## AIM OF THE EXERCISE:
Count the lines in the records below that contain the word "white", and reply with only that number.

## RECORD EXCERPTS:

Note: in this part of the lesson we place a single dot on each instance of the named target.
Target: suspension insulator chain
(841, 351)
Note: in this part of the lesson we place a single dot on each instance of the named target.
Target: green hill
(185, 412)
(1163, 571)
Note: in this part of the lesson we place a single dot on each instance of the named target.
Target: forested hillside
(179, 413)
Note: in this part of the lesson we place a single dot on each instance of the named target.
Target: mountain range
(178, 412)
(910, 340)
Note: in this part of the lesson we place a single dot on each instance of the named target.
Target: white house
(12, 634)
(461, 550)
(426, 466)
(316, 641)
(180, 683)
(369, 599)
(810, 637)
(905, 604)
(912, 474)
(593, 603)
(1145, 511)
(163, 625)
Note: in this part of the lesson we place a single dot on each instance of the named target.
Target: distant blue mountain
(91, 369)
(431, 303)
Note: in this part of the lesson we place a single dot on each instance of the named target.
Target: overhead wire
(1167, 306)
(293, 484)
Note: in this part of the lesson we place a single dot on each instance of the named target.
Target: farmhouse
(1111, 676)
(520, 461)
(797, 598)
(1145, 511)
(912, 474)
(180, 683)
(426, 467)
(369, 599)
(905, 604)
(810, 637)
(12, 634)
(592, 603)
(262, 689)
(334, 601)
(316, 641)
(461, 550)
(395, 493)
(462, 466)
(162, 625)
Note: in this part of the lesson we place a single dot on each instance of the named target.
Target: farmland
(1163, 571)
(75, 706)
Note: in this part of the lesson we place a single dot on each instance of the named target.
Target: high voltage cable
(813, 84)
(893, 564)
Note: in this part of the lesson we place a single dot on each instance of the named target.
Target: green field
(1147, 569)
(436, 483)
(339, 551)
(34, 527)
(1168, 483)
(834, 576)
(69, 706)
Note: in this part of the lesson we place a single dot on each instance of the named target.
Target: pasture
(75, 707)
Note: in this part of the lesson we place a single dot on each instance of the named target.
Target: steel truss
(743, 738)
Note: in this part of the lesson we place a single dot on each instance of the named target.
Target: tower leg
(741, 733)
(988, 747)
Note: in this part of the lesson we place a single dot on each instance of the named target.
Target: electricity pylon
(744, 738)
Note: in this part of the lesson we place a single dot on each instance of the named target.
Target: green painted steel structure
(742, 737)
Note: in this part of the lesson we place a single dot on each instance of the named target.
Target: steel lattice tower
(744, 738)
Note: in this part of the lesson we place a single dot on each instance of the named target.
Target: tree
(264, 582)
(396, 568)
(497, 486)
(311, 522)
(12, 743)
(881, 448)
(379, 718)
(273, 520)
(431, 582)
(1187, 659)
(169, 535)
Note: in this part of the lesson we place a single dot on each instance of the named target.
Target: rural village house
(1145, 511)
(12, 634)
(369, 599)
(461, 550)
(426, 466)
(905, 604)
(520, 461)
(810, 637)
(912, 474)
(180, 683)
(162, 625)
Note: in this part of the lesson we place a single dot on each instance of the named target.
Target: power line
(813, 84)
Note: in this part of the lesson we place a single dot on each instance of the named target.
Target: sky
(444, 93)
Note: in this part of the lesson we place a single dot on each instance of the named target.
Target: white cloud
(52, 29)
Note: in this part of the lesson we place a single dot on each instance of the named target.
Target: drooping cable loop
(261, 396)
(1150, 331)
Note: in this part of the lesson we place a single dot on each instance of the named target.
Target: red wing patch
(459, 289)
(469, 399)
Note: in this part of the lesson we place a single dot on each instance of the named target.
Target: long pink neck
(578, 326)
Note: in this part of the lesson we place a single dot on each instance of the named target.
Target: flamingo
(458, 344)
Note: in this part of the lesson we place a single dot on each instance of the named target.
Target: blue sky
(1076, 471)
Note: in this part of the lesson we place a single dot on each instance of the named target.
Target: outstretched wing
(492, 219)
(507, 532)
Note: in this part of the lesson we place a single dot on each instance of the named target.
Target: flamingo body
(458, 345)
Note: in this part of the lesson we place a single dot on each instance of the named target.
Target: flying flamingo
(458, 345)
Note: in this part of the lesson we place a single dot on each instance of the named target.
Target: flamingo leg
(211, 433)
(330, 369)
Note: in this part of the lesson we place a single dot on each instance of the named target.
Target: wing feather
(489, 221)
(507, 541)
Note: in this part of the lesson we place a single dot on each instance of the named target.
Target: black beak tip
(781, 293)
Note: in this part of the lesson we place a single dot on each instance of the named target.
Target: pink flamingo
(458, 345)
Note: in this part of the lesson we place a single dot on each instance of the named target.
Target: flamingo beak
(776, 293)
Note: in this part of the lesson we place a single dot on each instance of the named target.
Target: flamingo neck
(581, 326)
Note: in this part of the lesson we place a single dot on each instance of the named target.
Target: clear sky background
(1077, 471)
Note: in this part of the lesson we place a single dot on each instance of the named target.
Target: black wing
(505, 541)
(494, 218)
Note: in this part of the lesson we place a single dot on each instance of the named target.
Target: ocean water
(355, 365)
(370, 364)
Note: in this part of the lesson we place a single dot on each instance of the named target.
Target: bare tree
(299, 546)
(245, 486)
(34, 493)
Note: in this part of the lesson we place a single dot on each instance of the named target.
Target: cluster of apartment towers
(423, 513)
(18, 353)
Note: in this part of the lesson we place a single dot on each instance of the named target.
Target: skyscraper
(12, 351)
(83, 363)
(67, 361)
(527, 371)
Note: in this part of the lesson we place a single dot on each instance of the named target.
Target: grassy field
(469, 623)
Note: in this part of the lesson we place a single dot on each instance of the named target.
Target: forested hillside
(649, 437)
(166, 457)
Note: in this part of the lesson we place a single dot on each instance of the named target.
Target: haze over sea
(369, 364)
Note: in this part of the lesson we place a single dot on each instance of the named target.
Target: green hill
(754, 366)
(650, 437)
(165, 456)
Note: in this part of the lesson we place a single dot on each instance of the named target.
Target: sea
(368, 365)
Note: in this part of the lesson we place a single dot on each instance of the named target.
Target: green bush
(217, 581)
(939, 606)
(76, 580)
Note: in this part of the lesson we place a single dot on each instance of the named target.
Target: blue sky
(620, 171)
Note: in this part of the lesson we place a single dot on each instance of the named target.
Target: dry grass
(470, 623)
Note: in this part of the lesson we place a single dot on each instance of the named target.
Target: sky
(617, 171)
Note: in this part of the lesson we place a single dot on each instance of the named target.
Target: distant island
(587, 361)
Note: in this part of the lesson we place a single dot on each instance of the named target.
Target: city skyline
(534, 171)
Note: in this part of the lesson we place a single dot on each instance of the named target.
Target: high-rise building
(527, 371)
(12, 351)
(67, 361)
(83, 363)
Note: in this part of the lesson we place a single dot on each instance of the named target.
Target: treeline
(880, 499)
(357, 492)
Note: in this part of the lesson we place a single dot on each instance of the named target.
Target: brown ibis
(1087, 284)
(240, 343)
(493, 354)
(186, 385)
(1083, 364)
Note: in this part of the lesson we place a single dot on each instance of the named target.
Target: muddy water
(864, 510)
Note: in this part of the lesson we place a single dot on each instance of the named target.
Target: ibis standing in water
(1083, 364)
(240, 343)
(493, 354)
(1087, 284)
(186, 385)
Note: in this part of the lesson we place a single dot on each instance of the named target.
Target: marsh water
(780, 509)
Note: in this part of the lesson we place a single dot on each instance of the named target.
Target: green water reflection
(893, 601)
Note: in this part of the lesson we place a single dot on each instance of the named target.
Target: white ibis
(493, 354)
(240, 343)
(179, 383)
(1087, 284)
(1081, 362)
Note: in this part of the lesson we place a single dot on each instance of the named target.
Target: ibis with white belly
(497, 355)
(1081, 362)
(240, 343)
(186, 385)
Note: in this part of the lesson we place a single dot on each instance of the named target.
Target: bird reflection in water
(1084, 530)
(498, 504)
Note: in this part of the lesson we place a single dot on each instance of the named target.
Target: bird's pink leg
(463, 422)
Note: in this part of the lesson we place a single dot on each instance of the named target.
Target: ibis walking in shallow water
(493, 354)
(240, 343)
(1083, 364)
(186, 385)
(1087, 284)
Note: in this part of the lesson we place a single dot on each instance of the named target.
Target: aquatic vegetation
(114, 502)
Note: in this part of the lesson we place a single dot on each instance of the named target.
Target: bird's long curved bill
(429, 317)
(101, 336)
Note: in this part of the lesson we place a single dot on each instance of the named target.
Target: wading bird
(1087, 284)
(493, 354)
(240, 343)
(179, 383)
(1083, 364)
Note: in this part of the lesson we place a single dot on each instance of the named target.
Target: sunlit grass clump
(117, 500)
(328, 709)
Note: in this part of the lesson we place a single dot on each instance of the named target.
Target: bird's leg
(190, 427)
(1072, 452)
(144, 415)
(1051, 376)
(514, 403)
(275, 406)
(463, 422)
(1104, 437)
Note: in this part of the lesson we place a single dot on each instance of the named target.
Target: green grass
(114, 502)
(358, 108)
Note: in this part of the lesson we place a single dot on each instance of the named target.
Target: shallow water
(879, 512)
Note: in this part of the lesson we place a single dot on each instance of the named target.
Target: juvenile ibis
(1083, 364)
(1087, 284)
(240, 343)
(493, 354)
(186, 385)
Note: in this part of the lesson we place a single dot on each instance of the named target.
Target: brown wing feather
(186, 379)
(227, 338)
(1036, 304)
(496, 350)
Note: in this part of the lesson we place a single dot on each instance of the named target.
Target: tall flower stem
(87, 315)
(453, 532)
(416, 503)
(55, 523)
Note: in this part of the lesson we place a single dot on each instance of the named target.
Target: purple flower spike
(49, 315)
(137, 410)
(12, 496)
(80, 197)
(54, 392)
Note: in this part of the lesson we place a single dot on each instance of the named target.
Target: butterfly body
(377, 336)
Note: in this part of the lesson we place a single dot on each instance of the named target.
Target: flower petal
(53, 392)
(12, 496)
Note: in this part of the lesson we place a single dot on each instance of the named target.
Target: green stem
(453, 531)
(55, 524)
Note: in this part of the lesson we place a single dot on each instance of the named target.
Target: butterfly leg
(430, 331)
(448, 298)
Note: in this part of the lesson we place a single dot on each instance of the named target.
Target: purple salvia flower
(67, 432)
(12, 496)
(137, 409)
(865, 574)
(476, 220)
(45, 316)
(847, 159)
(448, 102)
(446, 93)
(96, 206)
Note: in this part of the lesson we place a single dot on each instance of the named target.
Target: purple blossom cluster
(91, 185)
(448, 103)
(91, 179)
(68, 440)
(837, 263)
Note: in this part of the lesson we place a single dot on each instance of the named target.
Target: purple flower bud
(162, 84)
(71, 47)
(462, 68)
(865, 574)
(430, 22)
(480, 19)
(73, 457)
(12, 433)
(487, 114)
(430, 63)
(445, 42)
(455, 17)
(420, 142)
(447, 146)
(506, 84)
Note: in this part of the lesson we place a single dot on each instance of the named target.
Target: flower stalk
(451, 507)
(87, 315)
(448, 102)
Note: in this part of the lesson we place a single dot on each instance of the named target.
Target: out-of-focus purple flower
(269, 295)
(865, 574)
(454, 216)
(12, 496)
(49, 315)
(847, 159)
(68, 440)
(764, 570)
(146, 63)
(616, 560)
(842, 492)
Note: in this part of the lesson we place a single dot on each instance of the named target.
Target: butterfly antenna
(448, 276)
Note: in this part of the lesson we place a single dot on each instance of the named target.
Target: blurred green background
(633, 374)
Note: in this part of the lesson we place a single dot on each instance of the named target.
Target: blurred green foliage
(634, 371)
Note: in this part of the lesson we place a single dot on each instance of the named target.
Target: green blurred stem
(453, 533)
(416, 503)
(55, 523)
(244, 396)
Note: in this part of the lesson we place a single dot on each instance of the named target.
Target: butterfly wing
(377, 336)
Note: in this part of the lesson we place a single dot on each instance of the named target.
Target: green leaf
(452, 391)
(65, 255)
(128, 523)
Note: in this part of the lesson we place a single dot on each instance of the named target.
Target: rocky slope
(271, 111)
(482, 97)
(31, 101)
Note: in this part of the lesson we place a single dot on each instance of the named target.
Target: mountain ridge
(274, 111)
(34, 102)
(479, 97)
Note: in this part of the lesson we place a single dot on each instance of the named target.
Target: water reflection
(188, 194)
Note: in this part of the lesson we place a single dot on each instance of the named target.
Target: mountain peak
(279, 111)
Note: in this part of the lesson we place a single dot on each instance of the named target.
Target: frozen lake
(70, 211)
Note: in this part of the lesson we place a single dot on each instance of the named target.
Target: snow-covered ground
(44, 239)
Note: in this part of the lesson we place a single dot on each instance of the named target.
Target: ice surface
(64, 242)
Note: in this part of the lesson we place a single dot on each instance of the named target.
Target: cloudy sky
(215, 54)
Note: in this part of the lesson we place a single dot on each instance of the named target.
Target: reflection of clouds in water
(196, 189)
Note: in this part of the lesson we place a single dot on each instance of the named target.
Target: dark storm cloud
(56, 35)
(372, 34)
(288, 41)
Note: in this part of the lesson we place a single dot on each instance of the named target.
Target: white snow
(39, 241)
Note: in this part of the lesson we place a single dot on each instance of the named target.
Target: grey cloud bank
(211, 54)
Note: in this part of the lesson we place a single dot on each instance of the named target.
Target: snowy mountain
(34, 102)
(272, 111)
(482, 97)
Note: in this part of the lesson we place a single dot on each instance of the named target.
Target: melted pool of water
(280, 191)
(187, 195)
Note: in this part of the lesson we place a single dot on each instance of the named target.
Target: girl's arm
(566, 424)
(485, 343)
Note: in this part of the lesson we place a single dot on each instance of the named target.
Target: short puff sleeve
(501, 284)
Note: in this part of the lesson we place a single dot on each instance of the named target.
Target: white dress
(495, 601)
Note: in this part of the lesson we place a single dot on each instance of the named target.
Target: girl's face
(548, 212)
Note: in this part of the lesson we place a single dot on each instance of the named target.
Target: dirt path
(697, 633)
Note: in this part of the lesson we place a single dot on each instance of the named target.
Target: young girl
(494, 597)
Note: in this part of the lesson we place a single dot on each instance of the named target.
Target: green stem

## WRITTEN ANSWER:
6